- GIVEN REQUEST -
List each line of the records below that contains the word "lower".

- EXERCISE INPUT -
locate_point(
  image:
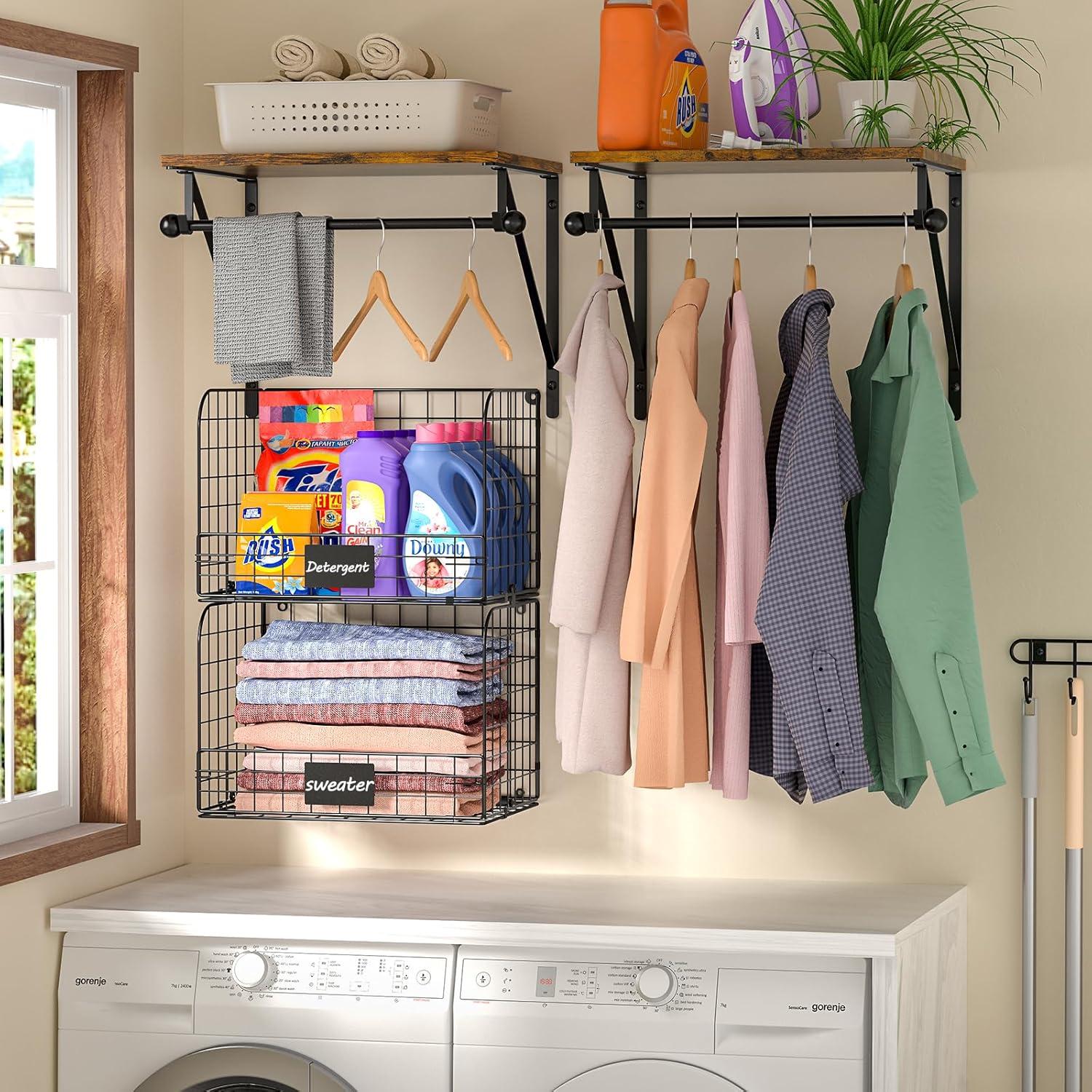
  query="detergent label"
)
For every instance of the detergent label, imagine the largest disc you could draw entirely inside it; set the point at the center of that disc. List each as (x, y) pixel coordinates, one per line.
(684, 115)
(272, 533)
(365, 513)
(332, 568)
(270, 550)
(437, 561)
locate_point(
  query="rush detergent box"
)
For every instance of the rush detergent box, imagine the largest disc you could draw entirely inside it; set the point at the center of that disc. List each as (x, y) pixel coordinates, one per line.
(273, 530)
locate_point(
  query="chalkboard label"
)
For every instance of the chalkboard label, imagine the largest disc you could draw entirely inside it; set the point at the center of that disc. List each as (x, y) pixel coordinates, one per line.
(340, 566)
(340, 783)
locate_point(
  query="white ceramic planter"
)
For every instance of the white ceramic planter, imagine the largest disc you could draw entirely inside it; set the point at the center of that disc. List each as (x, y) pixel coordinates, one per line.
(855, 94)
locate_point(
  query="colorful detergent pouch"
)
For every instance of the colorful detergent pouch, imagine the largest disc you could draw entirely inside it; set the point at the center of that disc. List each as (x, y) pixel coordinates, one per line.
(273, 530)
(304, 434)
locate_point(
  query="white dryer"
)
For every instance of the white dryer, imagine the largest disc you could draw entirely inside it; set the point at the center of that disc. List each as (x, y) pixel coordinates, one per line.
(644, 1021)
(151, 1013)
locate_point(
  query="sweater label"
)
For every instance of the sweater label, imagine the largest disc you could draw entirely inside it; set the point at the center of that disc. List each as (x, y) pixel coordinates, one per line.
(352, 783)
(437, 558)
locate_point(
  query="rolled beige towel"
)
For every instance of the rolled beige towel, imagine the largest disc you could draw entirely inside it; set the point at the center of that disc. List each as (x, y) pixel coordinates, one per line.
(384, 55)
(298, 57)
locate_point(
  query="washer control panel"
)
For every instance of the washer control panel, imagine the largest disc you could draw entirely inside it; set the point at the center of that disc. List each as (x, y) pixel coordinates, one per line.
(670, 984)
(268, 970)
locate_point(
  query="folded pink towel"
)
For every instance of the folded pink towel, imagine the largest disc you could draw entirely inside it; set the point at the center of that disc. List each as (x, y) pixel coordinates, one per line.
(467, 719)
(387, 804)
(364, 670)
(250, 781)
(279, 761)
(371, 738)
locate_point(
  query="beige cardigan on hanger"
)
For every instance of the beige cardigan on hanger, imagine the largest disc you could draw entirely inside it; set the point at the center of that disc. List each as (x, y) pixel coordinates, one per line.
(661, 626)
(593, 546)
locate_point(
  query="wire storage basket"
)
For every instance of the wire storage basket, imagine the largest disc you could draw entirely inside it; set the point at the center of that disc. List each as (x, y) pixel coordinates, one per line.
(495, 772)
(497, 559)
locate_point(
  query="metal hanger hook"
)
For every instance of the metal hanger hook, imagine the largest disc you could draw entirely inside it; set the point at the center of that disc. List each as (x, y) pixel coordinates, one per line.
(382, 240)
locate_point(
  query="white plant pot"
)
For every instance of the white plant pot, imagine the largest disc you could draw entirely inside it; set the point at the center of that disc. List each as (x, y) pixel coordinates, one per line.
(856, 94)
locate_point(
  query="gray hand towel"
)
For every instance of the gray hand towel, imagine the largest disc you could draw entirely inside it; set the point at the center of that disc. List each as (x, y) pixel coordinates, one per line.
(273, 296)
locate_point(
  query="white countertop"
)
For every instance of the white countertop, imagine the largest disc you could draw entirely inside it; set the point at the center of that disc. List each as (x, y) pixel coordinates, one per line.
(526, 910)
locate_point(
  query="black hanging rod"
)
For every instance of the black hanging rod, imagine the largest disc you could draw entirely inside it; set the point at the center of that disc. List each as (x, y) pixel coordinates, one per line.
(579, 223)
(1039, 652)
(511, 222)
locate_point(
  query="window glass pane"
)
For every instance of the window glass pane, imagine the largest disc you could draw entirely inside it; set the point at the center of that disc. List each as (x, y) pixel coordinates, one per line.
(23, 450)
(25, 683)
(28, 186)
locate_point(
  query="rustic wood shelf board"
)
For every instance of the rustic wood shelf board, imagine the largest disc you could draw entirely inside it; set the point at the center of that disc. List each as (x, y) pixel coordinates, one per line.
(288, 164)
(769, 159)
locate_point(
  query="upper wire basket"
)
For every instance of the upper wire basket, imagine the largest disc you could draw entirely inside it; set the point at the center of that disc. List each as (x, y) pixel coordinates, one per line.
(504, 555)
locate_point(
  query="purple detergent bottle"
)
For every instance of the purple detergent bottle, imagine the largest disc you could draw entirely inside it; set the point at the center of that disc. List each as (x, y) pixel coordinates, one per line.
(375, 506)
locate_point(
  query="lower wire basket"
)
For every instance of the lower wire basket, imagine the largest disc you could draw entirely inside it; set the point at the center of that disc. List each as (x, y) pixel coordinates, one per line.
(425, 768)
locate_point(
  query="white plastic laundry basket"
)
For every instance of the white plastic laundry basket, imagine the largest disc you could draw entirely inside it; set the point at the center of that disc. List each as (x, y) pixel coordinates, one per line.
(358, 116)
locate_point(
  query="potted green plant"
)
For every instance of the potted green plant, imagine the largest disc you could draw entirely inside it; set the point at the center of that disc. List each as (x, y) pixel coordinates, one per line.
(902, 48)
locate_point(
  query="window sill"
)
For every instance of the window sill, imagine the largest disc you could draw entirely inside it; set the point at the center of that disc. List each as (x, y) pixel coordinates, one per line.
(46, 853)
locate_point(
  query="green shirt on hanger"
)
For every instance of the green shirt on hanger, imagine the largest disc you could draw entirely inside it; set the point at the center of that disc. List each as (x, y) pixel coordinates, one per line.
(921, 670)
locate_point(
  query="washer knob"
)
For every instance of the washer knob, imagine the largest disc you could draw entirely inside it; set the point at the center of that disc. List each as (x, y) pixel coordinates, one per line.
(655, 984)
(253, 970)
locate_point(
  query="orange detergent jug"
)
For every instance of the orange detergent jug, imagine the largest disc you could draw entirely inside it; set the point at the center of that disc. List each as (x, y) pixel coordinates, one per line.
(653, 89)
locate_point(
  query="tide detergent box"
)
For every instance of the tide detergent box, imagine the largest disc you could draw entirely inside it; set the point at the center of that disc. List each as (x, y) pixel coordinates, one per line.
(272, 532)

==

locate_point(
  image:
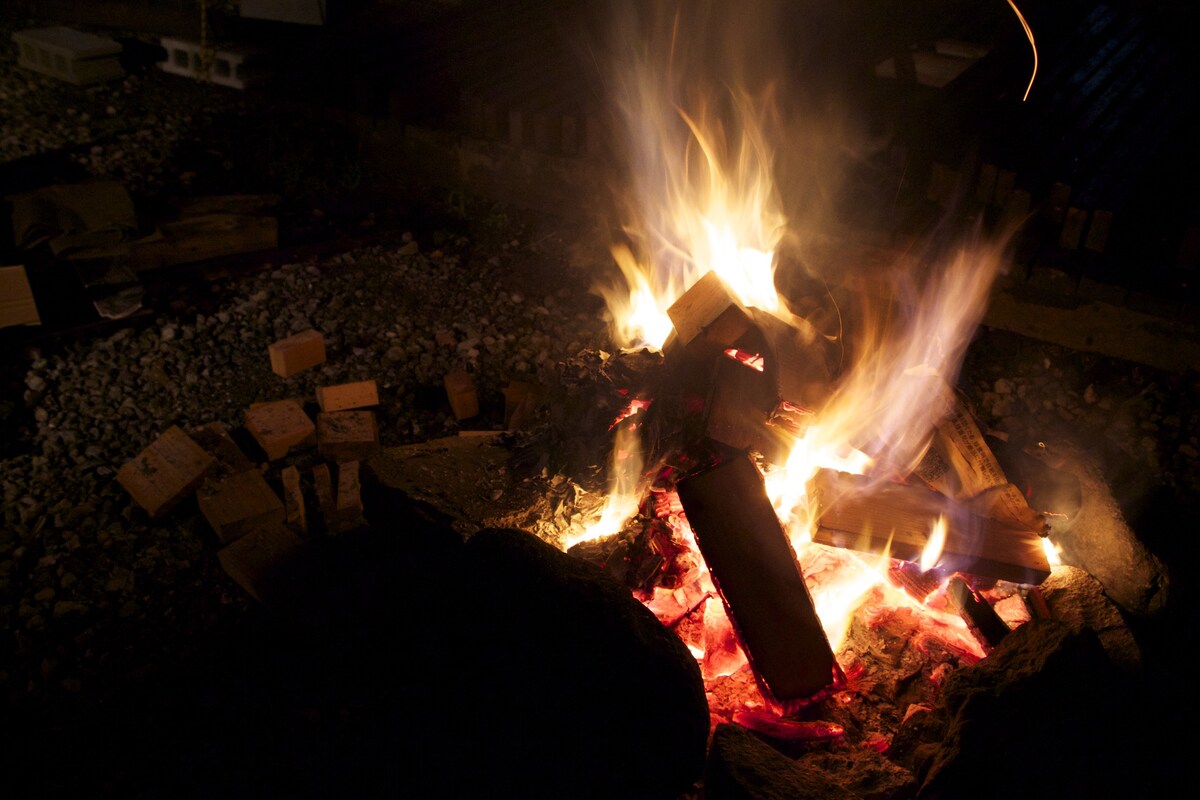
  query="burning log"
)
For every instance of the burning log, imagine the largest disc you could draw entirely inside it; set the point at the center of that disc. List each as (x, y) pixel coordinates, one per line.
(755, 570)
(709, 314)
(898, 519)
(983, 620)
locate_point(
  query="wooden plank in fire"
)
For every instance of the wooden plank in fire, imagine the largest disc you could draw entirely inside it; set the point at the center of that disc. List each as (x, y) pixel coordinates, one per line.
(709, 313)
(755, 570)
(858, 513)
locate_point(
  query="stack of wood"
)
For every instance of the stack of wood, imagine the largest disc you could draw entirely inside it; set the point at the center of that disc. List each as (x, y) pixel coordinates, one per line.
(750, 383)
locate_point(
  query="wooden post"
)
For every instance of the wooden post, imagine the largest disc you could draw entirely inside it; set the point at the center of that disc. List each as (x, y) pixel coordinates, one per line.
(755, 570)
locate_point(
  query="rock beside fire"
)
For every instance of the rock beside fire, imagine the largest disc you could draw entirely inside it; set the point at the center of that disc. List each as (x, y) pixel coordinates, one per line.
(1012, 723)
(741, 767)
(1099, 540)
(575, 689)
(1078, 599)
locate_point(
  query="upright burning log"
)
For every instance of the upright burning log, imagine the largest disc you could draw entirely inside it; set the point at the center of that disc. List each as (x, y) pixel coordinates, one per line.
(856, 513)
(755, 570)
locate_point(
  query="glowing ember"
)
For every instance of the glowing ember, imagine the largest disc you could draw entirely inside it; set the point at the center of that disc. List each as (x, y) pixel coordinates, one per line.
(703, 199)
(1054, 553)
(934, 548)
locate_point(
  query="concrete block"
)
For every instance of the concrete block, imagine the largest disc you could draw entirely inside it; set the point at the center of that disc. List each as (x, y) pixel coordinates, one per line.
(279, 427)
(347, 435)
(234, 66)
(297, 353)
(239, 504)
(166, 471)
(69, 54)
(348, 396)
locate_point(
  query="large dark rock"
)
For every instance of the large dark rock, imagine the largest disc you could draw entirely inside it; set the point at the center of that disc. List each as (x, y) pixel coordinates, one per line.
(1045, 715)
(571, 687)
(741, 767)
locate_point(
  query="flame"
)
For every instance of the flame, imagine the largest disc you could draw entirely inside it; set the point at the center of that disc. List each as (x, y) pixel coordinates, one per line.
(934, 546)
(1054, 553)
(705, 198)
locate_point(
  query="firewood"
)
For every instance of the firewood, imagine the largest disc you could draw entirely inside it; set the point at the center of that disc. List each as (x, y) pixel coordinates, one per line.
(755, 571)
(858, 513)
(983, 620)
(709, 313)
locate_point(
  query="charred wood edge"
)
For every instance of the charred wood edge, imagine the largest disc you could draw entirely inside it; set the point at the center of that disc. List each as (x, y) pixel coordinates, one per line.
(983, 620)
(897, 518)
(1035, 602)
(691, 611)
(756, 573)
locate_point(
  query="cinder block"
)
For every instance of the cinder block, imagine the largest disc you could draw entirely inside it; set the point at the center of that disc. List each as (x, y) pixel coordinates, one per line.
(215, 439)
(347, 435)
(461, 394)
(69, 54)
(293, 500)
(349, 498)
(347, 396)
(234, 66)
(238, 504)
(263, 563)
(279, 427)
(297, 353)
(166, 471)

- ANSWER TO THE PROBLEM -
  query="lower wire basket"
For every instance of the lower wire basket, imagine the largest disc you could draw entirely inside it; set the point at the center of that disc. List each as (x, y) pixel coordinates, one per line.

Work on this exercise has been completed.